ISMA Course Programme

Programme

The programme is divided in two days:
Thursday 19 Sep. 2019 from 8h30 until 18h10 and Friday 20 Sep. 2019 from 8h30 until 17h00.

Course programme

Thursday, 19 September, 2019

8h30: Registration

• 9h00 – 9h30: Introduction
Overview of modal analysis applications.
W. Heylen, KU Leuven, Belgium

• 9h30 – 10h15: Modal analysis theory (1)
Basic assumptions. Single and multiple degree of freedom systems. Undamped systems, proportionally and generally viscously damped systems. Frequency response function approach. Natural frequencies, damping factors, residues, modal vectors, modal participation factors, modal mass, modal stiffness, modal scaling. Demonstrations.
W. Heylen, D. Vandepitte, KU Leuven, Belgium

• 10h15 – 10h35: Coffee break

• 10h35 – 12h00: Modal analysis theory (2)
Basic assumptions. Single and multiple degree of freedom systems. Undamped systems, proportionally and generally viscously damped systems. Frequency response function approach. Natural frequencies, damping factors, residues, modal vectors, modal participation factors, modal mass, modal stiffness, modal scaling. Demonstrations.
W. Heylen, D. Vandepitte, KU Leuven, Belgium

• 12h00 – 13h00: Lunch

 13h00 – 14h45: Digital signal processing & demo
Signal types, Fourier transforms: definition and properties, related transforms. Sampling and A/D conversion, leakage errors and windows, aliasing errors and filters. Autocorrelation and autopower. Crosscorrelation and crosspower. Averaging. Frequency response function estimation: H1, H2 and Hv, coherence function. Demonstrations.
K. Gryllias, KU Leuven, Belgium

• 14h45 – 15h30: Instrumentation
Excitation systems, excitation hammers. Force transducers, motion transducers, transducers mounting, calibration. Measurement and analysis systems. Laser vibrometers.
K. Gryllias, KU Leuven, Belgium

• 15h30 – 15h50: Coffee break

• 15h50 – 16h40: Excitation techniques
Signal types: random, sine, pulse. Signal performance and limitations. Application on linear and non-linear systems. Multiple input/output testing.

WRITTEN TASKS:
(1) Quote the ISMA course programme verbatim, starting at the words "13h00 – 14h45: Digital" and ending after "Multiple input/output testing.".
(2) Extend the ISMA course programme onward from its final sentence.

MATERIAL PROVIDED:

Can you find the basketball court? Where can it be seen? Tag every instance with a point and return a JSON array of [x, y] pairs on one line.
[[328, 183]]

EXPECTED RESPONSES:
(1)
13h00 – 14h45: Digital signal processing & demo
Signal types, Fourier transforms: definition and properties, related transforms. Sampling and A/D conversion, leakage errors and windows, aliasing errors and filters. Autocorrelation and autopower. Crosscorrelation and crosspower. Averaging. Frequency response function estimation: H1, H2 and Hv, coherence function. Demonstrations.
K. Gryllias, KU Leuven, Belgium

• 14h45 – 15h30: Instrumentation
Excitation systems, excitation hammers. Force transducers, motion transducers, transducers mounting, calibration. Measurement and analysis systems. Laser vibrometers.
K. Gryllias, KU Leuven, Belgium

• 15h30 – 15h50: Coffee break

• 15h50 – 16h40: Excitation techniques
Signal types: random, sine, pulse. Signal performance and limitations. Application on linear and non-linear systems. Multiple input/output testing.

(2)
W. Heylen, KU Leuven, Belgium

• 16h40 – 18h10: Demonstration
W. Heylen, KU Leuven, Belgium

Friday, 20 September, 2019

• 8h30 – 10h15: Modal parameter estimation & demo
Review and principles, frequency and time domain methods, single and multiple degree of freedom systems, local and global estimates, system order estimation tools, stability diagram, some specific methods: least squares complex exponential, least squares complex frequency domain, least squares frequency domain. Interpretation of results. Demonstration.
F. Lembregts, Siemens PLM Software – Simcenter, Belgium

• 10h15 – 10h35: Coffee break

• 10h35 – 11h15: Modal model validation
Error sources, non-linearities, modal assurance criterion, mode overcomplexity, mode colinearity, frequency response function synthesis.
K. Gryllias, KU Leuven, Belgium

• 11h15 – 12h00: Use of modal parameters
Principles and application areas of the use of modal parameters in trouble shooting, forced response estimation, sensitivity analysis and structural dynamics modification and assembly.
W. Heylen, KU Leuven, Belgium

• 12h00 – 13h00: Lunch

• 13h00 – 13h30: Visit to the Vehicle Technologies Lab
S. Gallas, KU Leuven, Belgium

• 13h30 – 14h15: In-operation modal analysis techniques & case studies
Operating mode analysis, output-only modal analysis, running mode analysis.
B. Peeters, Siemens PLM Software – Simcenter, Belgium

• 14h15 – 15h00: Linking analysis and test
Correlation between numerical and experimental models, model matching, model updating. Using numerical model information for improved test set-up design.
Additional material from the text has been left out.